__EXERCISE BRIEF__: Render the lines that follow as a JSON list of strings, with one string for each line and no strings for blank lines.

######

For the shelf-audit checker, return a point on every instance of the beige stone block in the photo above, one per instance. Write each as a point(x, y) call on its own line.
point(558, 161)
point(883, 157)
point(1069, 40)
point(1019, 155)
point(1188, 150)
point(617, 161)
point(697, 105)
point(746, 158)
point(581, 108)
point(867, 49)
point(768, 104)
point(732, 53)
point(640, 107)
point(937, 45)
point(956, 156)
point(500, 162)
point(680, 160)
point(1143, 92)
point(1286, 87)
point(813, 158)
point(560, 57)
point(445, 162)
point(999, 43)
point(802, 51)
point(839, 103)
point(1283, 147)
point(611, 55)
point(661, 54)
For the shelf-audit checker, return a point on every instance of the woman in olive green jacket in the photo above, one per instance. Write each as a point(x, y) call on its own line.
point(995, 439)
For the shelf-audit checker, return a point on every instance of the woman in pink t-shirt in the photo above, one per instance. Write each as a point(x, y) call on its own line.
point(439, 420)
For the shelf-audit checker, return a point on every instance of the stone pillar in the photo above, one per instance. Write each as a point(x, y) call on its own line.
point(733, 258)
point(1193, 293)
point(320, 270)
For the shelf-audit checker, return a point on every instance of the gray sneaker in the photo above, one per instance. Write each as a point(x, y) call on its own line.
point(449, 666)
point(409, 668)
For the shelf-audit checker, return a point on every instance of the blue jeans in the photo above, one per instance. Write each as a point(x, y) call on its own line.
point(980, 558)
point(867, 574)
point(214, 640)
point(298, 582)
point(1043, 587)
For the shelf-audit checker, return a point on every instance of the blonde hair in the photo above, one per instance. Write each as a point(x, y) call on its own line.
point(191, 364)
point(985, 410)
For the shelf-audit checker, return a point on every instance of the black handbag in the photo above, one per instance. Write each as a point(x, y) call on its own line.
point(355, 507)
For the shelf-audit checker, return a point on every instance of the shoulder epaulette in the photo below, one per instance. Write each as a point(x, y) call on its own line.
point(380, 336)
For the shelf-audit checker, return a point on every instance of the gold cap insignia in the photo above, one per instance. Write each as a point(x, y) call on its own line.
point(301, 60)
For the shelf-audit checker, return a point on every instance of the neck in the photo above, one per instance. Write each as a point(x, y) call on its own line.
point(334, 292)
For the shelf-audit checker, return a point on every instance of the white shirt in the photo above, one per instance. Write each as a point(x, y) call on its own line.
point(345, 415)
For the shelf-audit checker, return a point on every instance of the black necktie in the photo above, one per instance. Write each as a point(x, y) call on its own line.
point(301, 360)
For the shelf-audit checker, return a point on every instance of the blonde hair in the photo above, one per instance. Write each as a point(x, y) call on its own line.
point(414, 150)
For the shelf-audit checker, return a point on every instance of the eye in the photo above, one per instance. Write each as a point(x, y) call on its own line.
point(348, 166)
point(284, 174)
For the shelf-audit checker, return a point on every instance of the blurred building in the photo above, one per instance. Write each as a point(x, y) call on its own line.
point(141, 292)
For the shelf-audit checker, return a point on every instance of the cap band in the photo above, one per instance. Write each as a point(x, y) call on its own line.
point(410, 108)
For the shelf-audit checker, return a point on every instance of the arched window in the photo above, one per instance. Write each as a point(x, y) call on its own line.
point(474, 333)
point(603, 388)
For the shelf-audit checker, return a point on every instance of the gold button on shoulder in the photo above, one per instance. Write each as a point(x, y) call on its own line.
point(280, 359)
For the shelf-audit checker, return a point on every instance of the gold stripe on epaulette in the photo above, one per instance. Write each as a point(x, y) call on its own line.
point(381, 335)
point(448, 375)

######

__RESULT OF THIS EXERCISE__:
[
  "For the shelf-audit checker, return a point on every instance of the beige stone block in the photo above, one per instance. Write each as a point(x, y) call on its own line.",
  "point(558, 161)",
  "point(883, 157)",
  "point(1069, 40)",
  "point(1019, 155)",
  "point(1188, 150)",
  "point(617, 161)",
  "point(697, 105)",
  "point(746, 158)",
  "point(581, 108)",
  "point(867, 49)",
  "point(768, 104)",
  "point(732, 53)",
  "point(640, 107)",
  "point(937, 45)",
  "point(956, 156)",
  "point(500, 162)",
  "point(680, 160)",
  "point(1143, 92)",
  "point(1286, 87)",
  "point(813, 158)",
  "point(560, 57)",
  "point(445, 162)",
  "point(999, 43)",
  "point(802, 51)",
  "point(839, 103)",
  "point(1283, 147)",
  "point(611, 55)",
  "point(661, 54)",
  "For the shelf-audit checker, return a point on every instance of the woman in olive green jacket in the photo above, one per instance. Write each as a point(x, y) call on its own line.",
  "point(995, 439)",
  "For the shelf-audit checker, return a point on every instance of the woman in pink t-shirt in the photo above, one per instance. Write each as a point(x, y) call on its own line.",
  "point(439, 420)",
  "For the shelf-audit checker, return a point on every instance of the stone pillar in the photo above, one per instance. Write each as a point(x, y) call on its own line.",
  "point(733, 258)",
  "point(1193, 293)",
  "point(320, 270)",
  "For the shelf-audit checker, return a point on every instance of the gray sneaker in the photo above, one per instance. Write each as a point(x, y) call on its own line.",
  "point(449, 666)",
  "point(409, 668)",
  "For the shelf-audit checker, return a point on every instance of the blue jeans in the photo above, one per instance. Write each as a point(x, y) call on its own line.",
  "point(980, 558)",
  "point(867, 574)",
  "point(214, 640)",
  "point(298, 582)",
  "point(1043, 587)",
  "For the shelf-audit checker, return a point on every instance of the blonde hair in the photo above, one per instance. Write each as a point(x, y) call on its own line.",
  "point(191, 364)",
  "point(985, 410)",
  "For the shelf-audit checker, return a point on every instance of the black handbag in the photo above, one per instance. Write each as a point(x, y) call on its own line.",
  "point(355, 507)",
  "For the shelf-audit checker, return a point on every instance of the shoulder epaulette in the photo below, one per instance. Write each as a point(x, y) call on its own line.",
  "point(380, 336)",
  "For the shelf-audit checker, return a point on every instance of the gold cap insignia in the photo above, one per instance. Write each as a point(x, y) call on its own line.",
  "point(301, 60)",
  "For the shelf-audit checker, return a point on every instance of the neck in the photo above, one per instance. Write each as a point(x, y) call on its own line.",
  "point(334, 292)",
  "For the shelf-audit checker, return a point on every instance of the white shirt in the photo above, one per instance. Write each as a point(x, y) call on its own line.",
  "point(345, 415)",
  "For the shelf-audit checker, return a point on every instance of the black necktie in the photo above, one per instance. Write each as a point(x, y) call on its own line.",
  "point(301, 360)",
  "For the shelf-audit checker, return a point on every instance of the blonde hair in the photo above, one per instance. Write each as a point(x, y) call on its own line.",
  "point(414, 150)",
  "For the shelf-audit checker, return a point on every instance of the eye in the photo above, one per instance. Write each as a point(x, y) call on its own line.",
  "point(348, 166)",
  "point(284, 174)",
  "For the shelf-audit checker, return a point on every instance of the blurred building in the photo above, one per instance. Write each as a point(x, y) call on its own line.",
  "point(141, 292)",
  "For the shelf-audit checker, return a point on every instance of the cap band in the photo above, one per instance. Write each as a point(x, y) call on its own line.",
  "point(410, 108)",
  "For the shelf-audit checker, return a point on every instance of the arched window in the photo above, one per instance. Write each as a point(x, y) call on its own line.",
  "point(474, 333)",
  "point(603, 388)",
  "For the shelf-audit checker, return a point on every instance of the gold button on shoulder in the photo above, one per instance. Write each as a point(x, y) call on its own line.",
  "point(280, 359)",
  "For the shelf-audit checker, return a point on every instance of the gold stripe on epaulette in the photo above, one per instance. Write each as a point(x, y) call on its own line.",
  "point(381, 335)",
  "point(448, 375)"
]